■ Given task:
Repeat, exactly and alone, every line from the line that contains "of the overcast" to the end of the entries.

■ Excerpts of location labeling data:
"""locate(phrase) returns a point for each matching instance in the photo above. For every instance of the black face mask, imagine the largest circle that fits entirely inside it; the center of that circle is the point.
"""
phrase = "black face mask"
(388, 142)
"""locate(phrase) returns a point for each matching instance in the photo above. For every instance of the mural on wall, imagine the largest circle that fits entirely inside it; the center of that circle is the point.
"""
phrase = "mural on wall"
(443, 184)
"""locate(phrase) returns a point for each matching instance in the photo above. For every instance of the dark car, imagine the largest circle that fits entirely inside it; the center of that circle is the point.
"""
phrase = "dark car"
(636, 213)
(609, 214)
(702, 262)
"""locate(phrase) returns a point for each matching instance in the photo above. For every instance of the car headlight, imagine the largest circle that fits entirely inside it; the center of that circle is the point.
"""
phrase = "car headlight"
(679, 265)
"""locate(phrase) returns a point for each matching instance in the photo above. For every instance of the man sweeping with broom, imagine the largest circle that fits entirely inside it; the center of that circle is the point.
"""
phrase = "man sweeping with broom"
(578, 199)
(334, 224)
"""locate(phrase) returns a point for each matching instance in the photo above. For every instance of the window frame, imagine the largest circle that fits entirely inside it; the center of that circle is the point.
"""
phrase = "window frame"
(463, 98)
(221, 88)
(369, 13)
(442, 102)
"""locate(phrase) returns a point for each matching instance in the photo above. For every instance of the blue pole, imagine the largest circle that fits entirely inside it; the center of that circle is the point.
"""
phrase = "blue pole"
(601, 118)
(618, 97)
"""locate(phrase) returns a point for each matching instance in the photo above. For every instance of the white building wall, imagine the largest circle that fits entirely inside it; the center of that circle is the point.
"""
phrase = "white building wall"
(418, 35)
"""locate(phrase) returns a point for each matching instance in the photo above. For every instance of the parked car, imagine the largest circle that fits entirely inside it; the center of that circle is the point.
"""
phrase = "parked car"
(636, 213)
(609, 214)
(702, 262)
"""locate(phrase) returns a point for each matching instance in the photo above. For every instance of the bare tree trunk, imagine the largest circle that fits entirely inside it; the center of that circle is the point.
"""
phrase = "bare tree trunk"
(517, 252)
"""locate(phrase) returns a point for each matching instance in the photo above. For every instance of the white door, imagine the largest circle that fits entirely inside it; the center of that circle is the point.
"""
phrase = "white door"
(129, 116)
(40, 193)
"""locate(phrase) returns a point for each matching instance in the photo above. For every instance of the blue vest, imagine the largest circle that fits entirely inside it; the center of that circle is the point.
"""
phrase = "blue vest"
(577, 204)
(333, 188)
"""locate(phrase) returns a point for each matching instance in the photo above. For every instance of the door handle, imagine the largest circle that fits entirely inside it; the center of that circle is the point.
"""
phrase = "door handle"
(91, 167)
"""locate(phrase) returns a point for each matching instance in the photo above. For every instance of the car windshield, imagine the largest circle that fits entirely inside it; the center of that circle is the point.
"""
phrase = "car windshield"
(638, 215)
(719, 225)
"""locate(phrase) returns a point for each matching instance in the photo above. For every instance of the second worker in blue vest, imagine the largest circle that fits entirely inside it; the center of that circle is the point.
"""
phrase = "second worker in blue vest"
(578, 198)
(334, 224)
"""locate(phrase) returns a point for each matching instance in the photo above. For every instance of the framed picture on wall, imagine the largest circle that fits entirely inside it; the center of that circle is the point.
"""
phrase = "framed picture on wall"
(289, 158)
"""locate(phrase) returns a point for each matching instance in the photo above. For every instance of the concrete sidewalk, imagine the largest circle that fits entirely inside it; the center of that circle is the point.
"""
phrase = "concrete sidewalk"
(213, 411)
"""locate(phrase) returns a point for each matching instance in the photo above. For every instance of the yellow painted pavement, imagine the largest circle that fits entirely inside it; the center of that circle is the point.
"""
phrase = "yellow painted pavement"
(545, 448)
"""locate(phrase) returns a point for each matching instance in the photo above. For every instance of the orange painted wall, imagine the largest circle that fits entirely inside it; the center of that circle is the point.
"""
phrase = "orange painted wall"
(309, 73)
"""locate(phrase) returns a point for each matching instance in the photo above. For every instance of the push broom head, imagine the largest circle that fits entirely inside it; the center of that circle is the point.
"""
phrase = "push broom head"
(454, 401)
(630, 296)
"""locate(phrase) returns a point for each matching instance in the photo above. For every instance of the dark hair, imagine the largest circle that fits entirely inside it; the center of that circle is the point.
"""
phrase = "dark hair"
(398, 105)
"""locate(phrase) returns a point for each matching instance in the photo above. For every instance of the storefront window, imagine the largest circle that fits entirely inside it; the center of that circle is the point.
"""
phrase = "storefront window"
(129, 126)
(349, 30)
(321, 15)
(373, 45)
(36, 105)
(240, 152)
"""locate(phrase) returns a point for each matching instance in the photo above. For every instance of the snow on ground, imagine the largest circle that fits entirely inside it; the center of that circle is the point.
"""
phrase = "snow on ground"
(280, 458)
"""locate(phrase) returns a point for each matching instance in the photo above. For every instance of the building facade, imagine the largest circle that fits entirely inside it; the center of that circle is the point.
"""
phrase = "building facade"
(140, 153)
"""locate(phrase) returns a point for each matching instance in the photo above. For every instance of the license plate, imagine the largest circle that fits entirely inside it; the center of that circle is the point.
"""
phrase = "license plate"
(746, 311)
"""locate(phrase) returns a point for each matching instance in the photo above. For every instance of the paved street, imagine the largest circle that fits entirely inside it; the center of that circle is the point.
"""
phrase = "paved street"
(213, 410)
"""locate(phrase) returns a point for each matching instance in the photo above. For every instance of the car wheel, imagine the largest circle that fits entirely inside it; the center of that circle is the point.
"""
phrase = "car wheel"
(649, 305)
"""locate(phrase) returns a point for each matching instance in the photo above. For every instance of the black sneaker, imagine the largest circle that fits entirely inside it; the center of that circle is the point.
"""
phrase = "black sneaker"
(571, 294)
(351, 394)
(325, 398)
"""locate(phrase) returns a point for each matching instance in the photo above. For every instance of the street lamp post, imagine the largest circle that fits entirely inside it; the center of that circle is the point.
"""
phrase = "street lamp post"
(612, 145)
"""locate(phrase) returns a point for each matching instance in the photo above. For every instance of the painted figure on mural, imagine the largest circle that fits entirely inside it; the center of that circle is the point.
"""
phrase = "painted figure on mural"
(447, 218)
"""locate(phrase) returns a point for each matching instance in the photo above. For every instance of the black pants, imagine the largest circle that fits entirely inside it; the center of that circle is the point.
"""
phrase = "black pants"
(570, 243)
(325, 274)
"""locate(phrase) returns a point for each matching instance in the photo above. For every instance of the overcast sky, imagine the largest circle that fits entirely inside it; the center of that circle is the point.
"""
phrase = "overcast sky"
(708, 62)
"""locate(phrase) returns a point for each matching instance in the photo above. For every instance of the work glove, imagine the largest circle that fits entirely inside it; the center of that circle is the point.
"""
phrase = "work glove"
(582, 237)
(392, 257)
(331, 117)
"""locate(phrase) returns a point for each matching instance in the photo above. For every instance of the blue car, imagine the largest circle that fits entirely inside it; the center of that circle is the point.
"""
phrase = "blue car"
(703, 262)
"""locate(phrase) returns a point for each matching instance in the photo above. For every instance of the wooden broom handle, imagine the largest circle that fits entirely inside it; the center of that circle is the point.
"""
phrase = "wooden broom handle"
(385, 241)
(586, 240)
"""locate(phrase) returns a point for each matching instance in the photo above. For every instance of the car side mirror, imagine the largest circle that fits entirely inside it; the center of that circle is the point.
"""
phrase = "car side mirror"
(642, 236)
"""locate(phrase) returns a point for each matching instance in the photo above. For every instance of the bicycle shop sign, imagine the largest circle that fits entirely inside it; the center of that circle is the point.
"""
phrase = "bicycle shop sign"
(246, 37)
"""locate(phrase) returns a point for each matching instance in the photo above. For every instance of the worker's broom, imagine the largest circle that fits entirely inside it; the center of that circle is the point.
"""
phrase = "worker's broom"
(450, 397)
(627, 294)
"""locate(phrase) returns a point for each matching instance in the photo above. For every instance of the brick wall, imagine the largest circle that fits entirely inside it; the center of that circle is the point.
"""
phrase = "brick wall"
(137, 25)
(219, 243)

■ Written response:
"""locate(phrase) returns a point for each matching instance in the photo above. For every instance of the overcast sky, imagine the largest circle that fits entirely inside it; the center of that circle is the point.
"""
phrase = "overcast sky"
(708, 62)
"""locate(phrase) returns a point for each matching instance in the photo above. For every instance of the work glove, imagine the largest circle that fits entirely inside it; the center of that circle is the point.
"""
phrase = "work glove"
(582, 237)
(392, 257)
(331, 117)
"""locate(phrase) returns a point for each matching instance in the photo above. For every instance of the blue car, imagine the largest circle that fits entirely inside it; the center of that circle is the point.
"""
phrase = "blue car"
(703, 262)
"""locate(phrase) returns a point for each matching instance in the photo above. For every instance of the wooden broom handle, imagine the largest circle that fits entirely inside it; the center of that circle is the point.
"""
phrase = "wooden broom handle"
(385, 241)
(586, 240)
"""locate(phrase) returns a point for each matching instance in the photo above. For every instance of the car side mirror, imagine the largest circle that fits entirely inside it; the center of that circle is the point.
"""
phrase = "car side mirror"
(642, 236)
"""locate(phrase) returns a point for each matching instance in the photo above. For every instance of the bicycle shop sign, imagine the largest circle that fits entirely inside it; the center of that circle is the point.
"""
phrase = "bicycle shop sign"
(246, 37)
"""locate(phrase) returns a point for each matching instance in the photo above. For every instance of the worker's broom, imagine the largest circle that fits entirely inside it; the center of that circle is the point.
"""
phrase = "worker's broom"
(450, 397)
(627, 294)
"""locate(phrase) returns a point for each matching instance in the photo above. For every instance of the brick wall, imagine the largest circle that fits entirely inside it; the center of that circle is the point.
"""
phrase = "brick wall"
(137, 25)
(219, 243)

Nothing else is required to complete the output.